- [Exercise objective]: Can you set down word for word the part of the EB-5 reform article below, starting at "The following are" and ending at "every 5 years."?

- [Source document]:

━━━━

Regulations v. Legislation – On the Brink of EB-5 Reform

Regulations v. Legislation – On the Brink of EB-5 Reform

By:  Bernard Wolfsdorf and Joseph Barnett

 

Chinese Translation: 行政新规和立法改革 – EB-5 变革在即

Vietnamese Translation: Quy định và Pháp luật – Trên đường cải cách EB-5

Korean Translation: 이민규정 vs. 개정법안 – 눈 앞에 닥친 EB-5 투자이민법 개정

 

Recent tweets from U.S. Citizenship and Immigration Services (“USCIS”) indicate that administrative changes to the EB-5 Program are a priority in Fiscal Year 2018.  It now appears almost certain the proposed regulations from over one year ago will be finalized very soon.

The new USCIS Director Lee Francis Cissna (who previously was detailed to Senator Chuck Grassley’s staff on the Senate Judiciary Committee), has made it clear he wants new EB-5 regulations soon. Senator Grassley (R-IA) has attempted to reform the EB-5 Program with legislative changes, without success.  Last month, after legislative proposals to reform the EB-5 Program failed to reach consensus, Senator Grassley expressed his frustration at the “moneyed interests” proposals that blocked his reforms.

Last week, Senator Grassley sent a letter to the U.S. Department of Homeland Security (“DHS”) leadership, urging DHS to implement the regulations “without further delay.” Senator Grassley wrote:

We are writing to urge your Department to take immediate steps to finalize proposed regulations published in the Federal Register on January 13, 2017, entitled “EB-5 Immigrant Investor Program Modernization.”1 As the Chairmen and a former Chairman of the committees with jurisdiction over the fifth preference employment-based immigrant visa program (the “EB-5 program”), we believe these regulations advance the national interest and should be implemented without further delay.

EB-5 reform will now almost certainly come by regulations (Regs), not legislation (Legs).  This distinction is critical, as regulatory reforms may cause some adversely affected parties to litigate against the regulations and seek judicial review under the Administrative Procedures Act.

The following are three important EB-5 reforms included in the “EB-5 Immigrant Investor Program Modernization” proposal:

  1. Increased Minimum Investment Amount.  DHS proposes to increase the minimum investment amount from $500,000 to $1.35 million for investments in a Targeted Employment Area (“TEA”) or from $1M to $1.8M for investments not located in a TEA.  In addition, DHS is proposing to make regular Consumer Price Index-based adjustments in the minimum investment amount every 5 years.

━━━━

- [Provided information]:
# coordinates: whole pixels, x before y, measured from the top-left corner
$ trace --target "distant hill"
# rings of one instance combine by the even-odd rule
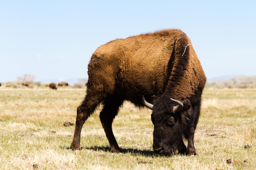
[[[81,80],[81,79],[83,79]],[[86,79],[86,80],[85,80]],[[44,79],[40,81],[39,81],[41,83],[55,83],[56,84],[58,84],[60,82],[67,82],[68,84],[74,84],[76,83],[85,83],[87,82],[87,79],[86,78],[74,78],[72,79]],[[82,81],[83,80],[83,81]],[[84,82],[86,81],[86,82]]]

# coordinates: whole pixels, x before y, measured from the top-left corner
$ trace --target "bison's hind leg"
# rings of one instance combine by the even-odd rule
[[[108,140],[110,148],[116,153],[121,152],[121,150],[114,136],[112,123],[123,102],[124,99],[117,95],[112,95],[107,97],[103,103],[104,107],[99,115],[102,127]]]

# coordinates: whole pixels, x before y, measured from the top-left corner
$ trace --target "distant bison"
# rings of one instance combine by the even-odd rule
[[[52,88],[53,89],[57,90],[56,84],[54,83],[51,83],[50,84],[49,84],[49,88]]]
[[[22,83],[22,85],[25,86],[26,87],[28,87],[30,84],[31,84],[32,83],[30,82],[23,82]]]
[[[206,77],[184,33],[165,30],[111,41],[92,54],[88,74],[86,95],[77,109],[74,149],[80,148],[83,124],[102,104],[99,117],[110,148],[121,152],[112,122],[128,100],[153,110],[155,152],[197,155],[194,134]]]
[[[58,84],[58,86],[68,86],[68,84],[67,84],[67,83],[66,83],[64,82],[61,82],[60,83],[59,83],[59,84]]]

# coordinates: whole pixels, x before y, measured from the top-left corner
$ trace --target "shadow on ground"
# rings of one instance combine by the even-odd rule
[[[67,149],[72,149],[71,147],[66,148]],[[163,154],[159,153],[156,153],[155,152],[151,150],[138,150],[137,149],[130,148],[122,148],[122,153],[123,154],[130,154],[133,155],[141,155],[144,156],[152,157],[170,157],[173,155],[174,154]],[[90,148],[81,147],[81,150],[90,150],[95,151],[103,151],[108,152],[114,153],[114,152],[111,150],[110,147],[103,147],[103,146],[93,146]]]

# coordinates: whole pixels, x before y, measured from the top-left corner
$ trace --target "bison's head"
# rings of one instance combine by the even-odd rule
[[[182,139],[181,114],[183,104],[172,98],[166,100],[157,100],[153,105],[142,97],[144,104],[153,110],[153,148],[158,153],[172,153],[177,150],[184,153],[186,148]]]

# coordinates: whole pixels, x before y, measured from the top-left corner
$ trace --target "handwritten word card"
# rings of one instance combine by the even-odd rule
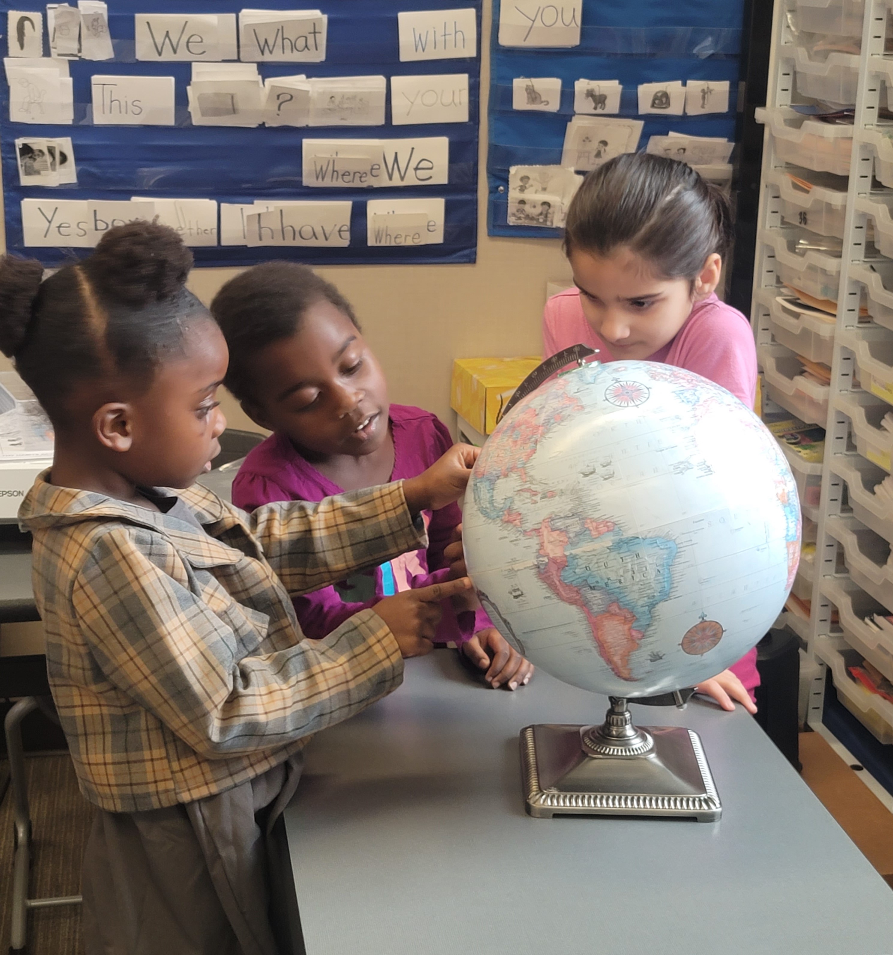
[[[329,17],[318,10],[244,10],[239,58],[252,63],[322,63]]]
[[[391,122],[468,122],[468,74],[392,76]]]
[[[558,76],[516,76],[512,80],[512,109],[557,113],[562,105],[562,81]]]
[[[504,0],[500,47],[579,47],[583,0]]]
[[[312,245],[346,248],[351,244],[352,202],[288,202],[265,203],[267,209],[247,212],[249,246]]]
[[[137,13],[137,59],[188,61],[237,59],[235,13]]]
[[[373,199],[366,203],[368,245],[439,245],[443,199]]]
[[[109,32],[109,8],[102,0],[77,0],[80,13],[80,55],[83,59],[115,58]]]
[[[96,126],[173,126],[173,76],[104,76],[90,80]]]
[[[464,59],[478,55],[473,8],[397,13],[400,60]]]
[[[442,185],[448,181],[450,140],[305,139],[303,181],[317,188]]]

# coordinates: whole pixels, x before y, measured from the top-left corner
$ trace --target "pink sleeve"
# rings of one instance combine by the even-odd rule
[[[558,318],[558,303],[555,296],[548,299],[542,310],[542,358],[551,358],[562,350],[555,337],[555,321]]]
[[[729,669],[744,684],[744,689],[751,694],[751,699],[755,703],[754,690],[759,686],[759,671],[756,668],[756,647],[755,647],[752,650],[748,650]]]
[[[728,306],[714,307],[724,311]],[[731,311],[731,309],[729,309]],[[715,321],[720,318],[720,321]],[[750,325],[737,313],[706,313],[698,324],[697,333],[687,340],[685,350],[672,365],[702,374],[716,382],[748,408],[753,409],[756,395],[756,346]]]
[[[287,494],[268,478],[249,470],[239,471],[232,485],[232,502],[244,511],[253,511],[261,504],[270,504],[276,500],[293,500],[294,496]],[[309,594],[292,597],[298,624],[305,637],[320,640],[337,629],[354,613],[372,606],[375,601],[368,603],[348,603],[343,601],[332,586],[314,590]]]

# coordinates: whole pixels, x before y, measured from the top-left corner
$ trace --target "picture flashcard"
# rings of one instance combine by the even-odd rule
[[[137,59],[149,62],[239,58],[235,13],[137,13]]]
[[[10,56],[43,56],[43,14],[11,10],[7,13]]]
[[[562,105],[562,81],[557,76],[516,76],[512,80],[512,109],[557,113]]]
[[[691,117],[729,112],[728,79],[690,79],[685,88],[685,111]]]
[[[109,32],[109,8],[103,0],[77,0],[80,13],[80,55],[89,60],[115,58]]]
[[[639,85],[639,114],[663,113],[681,117],[685,112],[685,87],[679,80]]]

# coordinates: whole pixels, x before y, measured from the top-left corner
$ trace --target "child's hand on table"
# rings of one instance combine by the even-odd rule
[[[705,696],[712,697],[723,710],[734,710],[734,701],[737,700],[749,713],[756,712],[756,706],[751,699],[751,694],[731,669],[724,669],[721,673],[699,683],[694,690]]]
[[[434,648],[432,641],[440,621],[440,602],[468,590],[471,581],[444,581],[430,587],[402,590],[374,605],[375,613],[388,625],[404,657],[424,656]]]
[[[509,690],[525,687],[533,676],[533,664],[514,649],[494,626],[478,630],[462,644],[461,652],[487,671],[484,679],[494,690],[501,686]]]
[[[437,511],[458,500],[465,492],[471,469],[479,454],[480,448],[454,444],[427,471],[415,478],[407,478],[403,481],[403,496],[410,514]]]

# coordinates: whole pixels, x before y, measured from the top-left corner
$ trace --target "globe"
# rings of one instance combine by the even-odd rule
[[[691,687],[769,630],[799,560],[797,486],[759,418],[691,371],[575,368],[488,438],[462,519],[503,636],[616,697]]]

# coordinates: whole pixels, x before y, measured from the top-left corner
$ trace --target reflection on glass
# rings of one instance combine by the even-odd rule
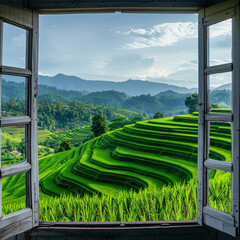
[[[226,213],[232,212],[231,173],[209,170],[209,206]]]
[[[26,208],[26,173],[4,178],[2,180],[3,216],[24,208]]]
[[[210,112],[231,113],[232,72],[213,74],[209,76]]]
[[[3,127],[1,132],[2,167],[25,161],[25,126]]]
[[[2,117],[26,115],[27,78],[2,76]]]
[[[220,161],[231,161],[231,124],[210,123],[209,158]]]
[[[209,27],[210,66],[232,62],[232,19]]]
[[[8,23],[3,24],[3,65],[26,67],[27,31]]]

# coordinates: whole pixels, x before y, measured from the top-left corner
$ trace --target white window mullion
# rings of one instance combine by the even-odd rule
[[[2,56],[3,56],[3,21],[0,19],[0,67],[2,66]],[[2,97],[2,74],[0,71],[0,99]],[[0,101],[0,114],[2,112],[1,101]],[[0,127],[0,146],[1,146],[1,127]],[[0,169],[1,164],[1,154],[0,154]],[[2,179],[0,178],[0,196],[2,196]],[[2,217],[2,197],[0,197],[0,218]]]
[[[204,10],[199,13],[199,29],[198,29],[198,41],[199,41],[199,81],[198,81],[198,223],[203,224],[203,206],[207,203],[206,198],[206,168],[204,167],[204,159],[206,158],[206,76],[205,67],[207,61],[207,29],[203,24]]]
[[[239,234],[239,160],[240,160],[240,18],[239,2],[229,1],[199,13],[199,126],[198,126],[198,222],[232,236]],[[231,6],[231,9],[230,9]],[[224,9],[225,8],[225,9]],[[220,12],[218,12],[218,10]],[[232,62],[209,66],[209,27],[232,18]],[[209,76],[232,72],[232,114],[210,112]],[[231,122],[232,162],[209,159],[210,122]],[[209,206],[208,171],[210,169],[231,173],[231,214]]]
[[[239,161],[240,161],[240,17],[239,6],[233,17],[233,72],[232,72],[232,212],[235,216],[235,226],[239,234]]]

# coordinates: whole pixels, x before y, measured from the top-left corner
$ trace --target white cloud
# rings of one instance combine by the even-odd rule
[[[210,27],[210,37],[218,38],[232,34],[232,20],[217,23]]]
[[[118,31],[119,33],[119,31]],[[154,25],[148,29],[132,28],[123,33],[132,36],[133,40],[123,48],[140,49],[148,47],[172,46],[184,39],[198,37],[198,23],[175,22]],[[210,28],[211,38],[219,38],[231,34],[231,21],[224,21]]]
[[[124,46],[128,49],[171,46],[183,39],[197,38],[197,23],[163,23],[149,29],[131,29],[125,35],[134,36],[133,42]]]
[[[12,38],[13,47],[25,47],[26,46],[26,35],[21,34]]]
[[[50,77],[51,75],[48,74],[48,73],[42,73],[40,71],[38,71],[38,75],[41,75],[41,76],[46,76],[46,77]]]

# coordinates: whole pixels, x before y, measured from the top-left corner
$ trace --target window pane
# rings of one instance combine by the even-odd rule
[[[210,123],[209,158],[220,161],[231,161],[231,124]]]
[[[209,76],[210,112],[231,113],[232,108],[232,72]]]
[[[2,116],[27,114],[27,78],[2,76]]]
[[[3,65],[26,67],[26,36],[25,29],[3,24]]]
[[[25,126],[3,127],[1,133],[2,167],[26,161]]]
[[[26,173],[2,180],[3,216],[26,208]]]
[[[231,173],[220,170],[209,170],[209,206],[231,213]]]
[[[232,62],[232,19],[209,27],[209,65]]]

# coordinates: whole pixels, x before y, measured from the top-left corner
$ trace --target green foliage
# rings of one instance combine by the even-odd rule
[[[161,113],[161,112],[156,112],[156,113],[154,114],[154,116],[153,116],[153,118],[155,118],[155,119],[163,118],[163,117],[164,117],[164,114]]]
[[[218,103],[211,104],[211,108],[221,108],[221,105]]]
[[[70,142],[67,140],[64,140],[63,142],[61,142],[61,144],[56,148],[55,152],[64,152],[64,151],[68,151],[71,149],[71,145]]]
[[[198,110],[198,93],[193,93],[190,97],[186,97],[185,105],[188,107],[189,113]]]
[[[196,219],[196,120],[197,113],[136,122],[41,158],[41,220]],[[210,156],[230,161],[230,127],[211,125],[210,140]],[[22,178],[7,179],[3,179],[5,213],[21,208],[25,194]],[[210,179],[210,206],[226,212],[231,210],[229,179],[220,173]]]
[[[95,137],[98,137],[108,131],[107,119],[102,115],[98,114],[93,117],[91,130]]]

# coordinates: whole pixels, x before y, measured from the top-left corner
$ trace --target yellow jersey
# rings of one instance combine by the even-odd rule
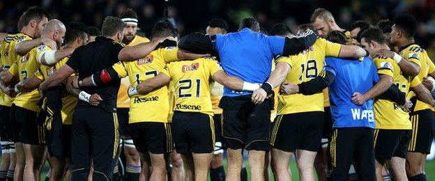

━━━━

- [Written solution]:
The following are three important EB-5 reforms included in the “EB-5 Immigrant Investor Program Modernization” proposal:

  1. Increased Minimum Investment Amount.  DHS proposes to increase the minimum investment amount from $500,000 to $1.35 million for investments in a Targeted Employment Area (“TEA”) or from $1M to $1.8M for investments not located in a TEA.  In addition, DHS is proposing to make regular Consumer Price Index-based adjustments in the minimum investment amount every 5 years.